■ WORK TO COMPLETE
Could you rewrite all of the records below with every "quickstart" replaced by "walkthrough" and nothing else altered, leaving the pictures out of your answer?

▼

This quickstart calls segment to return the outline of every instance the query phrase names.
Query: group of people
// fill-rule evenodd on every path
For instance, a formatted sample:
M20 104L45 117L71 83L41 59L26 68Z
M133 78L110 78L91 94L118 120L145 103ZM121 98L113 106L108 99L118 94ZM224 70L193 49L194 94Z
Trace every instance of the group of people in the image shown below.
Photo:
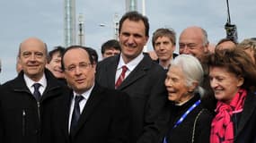
M256 142L255 39L211 53L193 26L177 55L175 31L158 29L157 60L143 52L148 39L148 19L128 12L99 63L91 47L22 41L18 76L0 86L0 142Z

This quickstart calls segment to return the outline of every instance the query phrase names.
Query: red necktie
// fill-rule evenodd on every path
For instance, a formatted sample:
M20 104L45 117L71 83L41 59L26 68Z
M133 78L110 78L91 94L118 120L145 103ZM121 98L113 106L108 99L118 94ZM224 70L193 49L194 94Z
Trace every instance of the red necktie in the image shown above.
M119 86L122 83L122 81L124 80L125 79L125 76L126 76L126 72L128 71L128 67L127 66L122 66L122 72L120 74L120 76L119 77L116 84L115 84L115 88L118 88Z

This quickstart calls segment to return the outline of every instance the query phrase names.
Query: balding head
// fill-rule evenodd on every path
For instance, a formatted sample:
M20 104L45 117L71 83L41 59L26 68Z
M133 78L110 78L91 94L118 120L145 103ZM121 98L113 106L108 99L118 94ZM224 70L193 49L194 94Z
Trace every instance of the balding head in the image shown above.
M24 74L34 81L43 76L47 53L46 44L37 38L29 38L20 45L19 63Z
M41 39L40 39L40 38L38 38L32 37L32 38L29 38L23 40L23 41L20 44L18 57L20 57L20 55L21 55L21 49L22 49L22 47L24 47L24 46L26 46L26 45L28 45L28 44L30 45L30 46L34 46L35 45L40 45L40 46L41 46L42 48L44 48L45 54L46 54L46 55L47 55L47 54L48 54L48 49L47 49L47 45L46 45L46 43L44 43Z
M180 35L180 54L192 55L199 60L208 53L207 31L197 26L188 27Z

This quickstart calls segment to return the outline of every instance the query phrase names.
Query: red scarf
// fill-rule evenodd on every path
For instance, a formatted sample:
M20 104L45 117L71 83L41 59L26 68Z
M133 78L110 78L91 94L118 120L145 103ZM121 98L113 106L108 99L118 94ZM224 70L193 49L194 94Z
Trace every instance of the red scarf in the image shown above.
M217 102L216 115L211 123L210 143L234 142L234 123L231 117L234 113L243 111L246 95L245 89L239 89L229 105Z

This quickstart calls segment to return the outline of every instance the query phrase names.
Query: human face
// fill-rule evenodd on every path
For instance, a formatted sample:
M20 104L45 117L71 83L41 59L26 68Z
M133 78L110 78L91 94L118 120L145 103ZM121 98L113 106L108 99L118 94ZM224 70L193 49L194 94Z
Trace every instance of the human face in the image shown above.
M64 79L64 74L61 70L61 55L59 52L56 52L52 55L52 59L47 63L46 67L56 78Z
M203 33L199 29L187 29L180 36L180 54L192 55L201 59L207 52L207 46L204 46Z
M228 72L225 67L210 67L209 78L215 97L227 104L243 84L243 78Z
M64 55L63 62L66 82L76 93L82 94L93 86L96 65L90 63L84 49L70 49Z
M125 20L119 33L119 43L124 62L127 63L135 59L143 51L148 37L146 36L142 21Z
M28 38L21 44L19 63L24 74L38 81L44 73L47 63L45 44L35 38Z
M172 59L172 53L175 46L167 37L159 37L154 41L154 51L158 58L162 61L170 61Z
M187 86L186 79L181 67L171 66L165 79L165 87L168 91L168 99L176 104L183 103L192 97L195 88Z
M109 48L109 49L105 50L105 52L102 55L102 57L103 58L107 58L107 57L110 57L110 56L114 56L116 55L119 55L119 53L120 53L119 50L116 50L114 48Z

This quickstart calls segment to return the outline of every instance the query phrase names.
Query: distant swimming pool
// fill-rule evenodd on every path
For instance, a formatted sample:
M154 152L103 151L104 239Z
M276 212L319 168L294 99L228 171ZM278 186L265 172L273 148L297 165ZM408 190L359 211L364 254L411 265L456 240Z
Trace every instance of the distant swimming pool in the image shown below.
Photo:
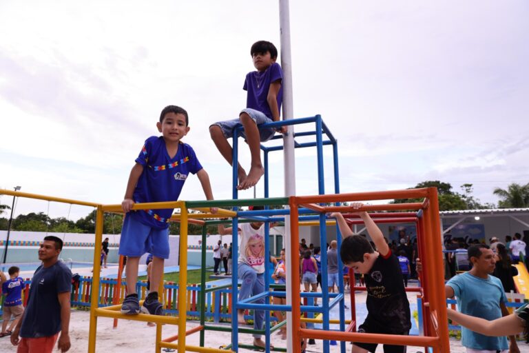
M11 266L17 266L20 268L20 271L34 271L37 268L41 265L40 262L30 262L30 263L2 263L0 265L0 270L7 273L9 268ZM64 261L64 263L68 266L70 269L79 268L88 268L92 266L91 262L72 262Z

▲

■ SOLUTION
This walkthrough calls segment to return the outline of every instance the query phrase names.
Query: group of people
// fill-rule evenodd on every path
For instance, a formatted sample:
M20 104L45 117L71 83L41 59L26 68Z
M133 78L110 78L91 94L118 120L145 103ZM121 98L113 106L108 99L118 94ZM224 70L193 49L194 94Z
Trace every instance of the group of people in the image shown below.
Photo:
M256 142L255 39L211 53L193 26L177 55L175 31L158 29L157 60L143 52L148 39L148 19L128 12L99 63L91 47L22 41L18 76L0 86L0 142Z

This walkthrough calls segment to return the outline of every instance the query phrase names.
Query: red necktie
// fill-rule evenodd on every path
For instance, a formatted sample:
M20 104L45 117L71 83L41 59L26 68Z
M133 78L110 78L91 94L118 120L145 103ZM121 98L113 106L108 99L118 94ZM224 70L193 49L194 94Z
Trace every instance of the red necktie in the image shown above.
M119 86L122 83L122 81L124 80L125 79L125 76L126 76L126 72L128 71L128 67L127 66L122 66L122 72L120 74L120 76L119 77L116 84L115 84L115 88L118 88Z

This walkthrough calls segment to return the outline of every instance the query phrase names.
Query: balding head
// fill-rule evenodd on every path
For instance, a formatted sample:
M20 104L45 117L71 83L41 59L26 68Z
M133 78L110 78L91 94L118 120L145 103ZM121 98L113 106L108 99L118 94ZM224 70L193 49L194 94Z
Trace every instance of the balding head in the image shown above.
M24 74L34 81L43 76L47 53L46 44L37 38L29 38L20 45L19 63Z
M41 39L40 39L40 38L38 38L32 37L32 38L29 38L23 40L23 41L20 44L18 57L20 57L20 55L21 55L21 49L22 49L22 47L24 47L24 46L26 46L26 45L28 45L28 44L30 45L30 46L34 46L35 45L40 45L40 46L41 46L42 48L44 48L45 54L46 54L46 55L47 55L47 54L48 54L48 49L47 49L47 45L46 45L46 43L44 43Z
M180 35L180 54L192 55L199 60L208 53L207 31L197 26L188 27Z

This walkthrough calls segment to return the outline of every instance the query phrase names.
Query: red scarf
// fill-rule evenodd on every path
For instance, a formatted sample:
M20 104L45 117L71 83L41 59L26 68Z
M133 78L110 78L91 94L118 120L145 103ZM121 98L113 106L108 99L118 94ZM224 70L193 49L194 94Z
Trace every instance of the red scarf in the image shown above.
M217 102L216 115L211 123L210 143L234 142L234 123L231 117L234 113L243 111L246 95L245 89L239 89L229 105Z

This walkthrough calls segment to return the outline of every instance the query phrase names.
Query: human face
// fill-rule evenodd on every path
For instance, a formatted sample:
M20 104L45 117L71 83L41 59L26 68Z
M133 78L110 78L91 94L118 120L145 103ZM121 98L113 106L108 99L118 94ZM224 70L193 49L194 94Z
Trace every instance of the human face in the image shown above.
M64 79L64 74L61 70L61 55L59 52L56 52L52 55L52 59L47 63L46 67L56 78Z
M203 33L199 29L187 29L180 36L180 54L192 55L201 59L207 52L207 46L204 46Z
M228 72L225 67L210 67L209 78L215 97L227 104L243 84L243 78Z
M64 55L63 62L66 82L76 93L82 94L93 86L96 65L90 63L84 49L70 49Z
M125 20L119 33L119 43L124 62L127 63L135 59L143 51L148 37L146 36L142 21Z
M28 38L21 44L19 63L24 74L38 81L44 73L47 63L45 44L35 38Z
M172 59L172 53L175 46L167 37L159 37L154 41L154 51L158 58L162 61L170 61Z
M187 86L186 79L181 67L171 66L165 79L165 87L168 91L168 99L176 104L183 103L192 97L195 88Z
M109 48L109 49L105 50L105 52L102 55L102 57L103 58L107 58L107 57L110 57L110 56L114 56L116 55L119 55L119 53L120 53L119 50L116 50L114 48Z

This walkthrough calls segment to return the outline of every instance the query phrase names.
Query: distant swimming pool
// fill-rule evenodd on every path
For instance, a formatted sample:
M154 152L103 151L104 239Z
M276 212L319 168L294 99L228 171ZM278 186L265 172L273 148L297 165ZM408 190L359 211L364 254L411 265L456 240Z
Trace every instance of the distant swimming pool in the image shown below.
Photo:
M11 266L17 266L20 268L20 271L34 271L37 268L41 265L40 262L30 262L30 263L2 263L0 265L0 270L7 273L9 268ZM64 261L64 263L68 266L70 269L79 268L88 268L92 266L91 262L72 262Z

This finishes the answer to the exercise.